## TASK STATEMENT
So that nothing is lost, transcribe each line of the records exactly.

*** Block opens ***

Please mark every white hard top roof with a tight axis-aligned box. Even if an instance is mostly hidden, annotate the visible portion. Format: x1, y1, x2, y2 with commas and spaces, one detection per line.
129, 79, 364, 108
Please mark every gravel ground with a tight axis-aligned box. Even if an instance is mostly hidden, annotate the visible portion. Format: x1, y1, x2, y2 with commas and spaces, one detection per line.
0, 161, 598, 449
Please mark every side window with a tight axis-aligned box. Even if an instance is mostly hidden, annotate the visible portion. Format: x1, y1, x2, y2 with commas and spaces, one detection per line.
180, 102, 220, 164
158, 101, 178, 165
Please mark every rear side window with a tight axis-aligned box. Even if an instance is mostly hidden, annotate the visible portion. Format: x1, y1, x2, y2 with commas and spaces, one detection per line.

*** Block closes ***

## FINISHED TASK
Please mark every white hard top roof with a tight axis-aligned box. Even if an instance is mostly hidden, annotate the visible portion. Format: x1, y1, x2, y2 with commas and spaces, one detection per line.
129, 79, 364, 108
Please mark every gravel ground with a tight axis-aligned box. Even if an instance is mostly hidden, annotate the visible portion. Format: x1, y1, x2, y2 with commas and spaces, one detection per line.
0, 161, 598, 449
Please mark every side window with a tight axis-aligned box. Even if an instance is mostly hidden, annotate the visible portion. Format: x1, y1, x2, y2 with commas and spaces, one detection per line.
180, 102, 220, 164
158, 101, 178, 165
Please mark every rear side window with a tight axis-aligned box. Even if an instance is mostly hidden, annotate the visible portion. Format: x1, y1, x2, y2 with commas and spaces, one detection per line.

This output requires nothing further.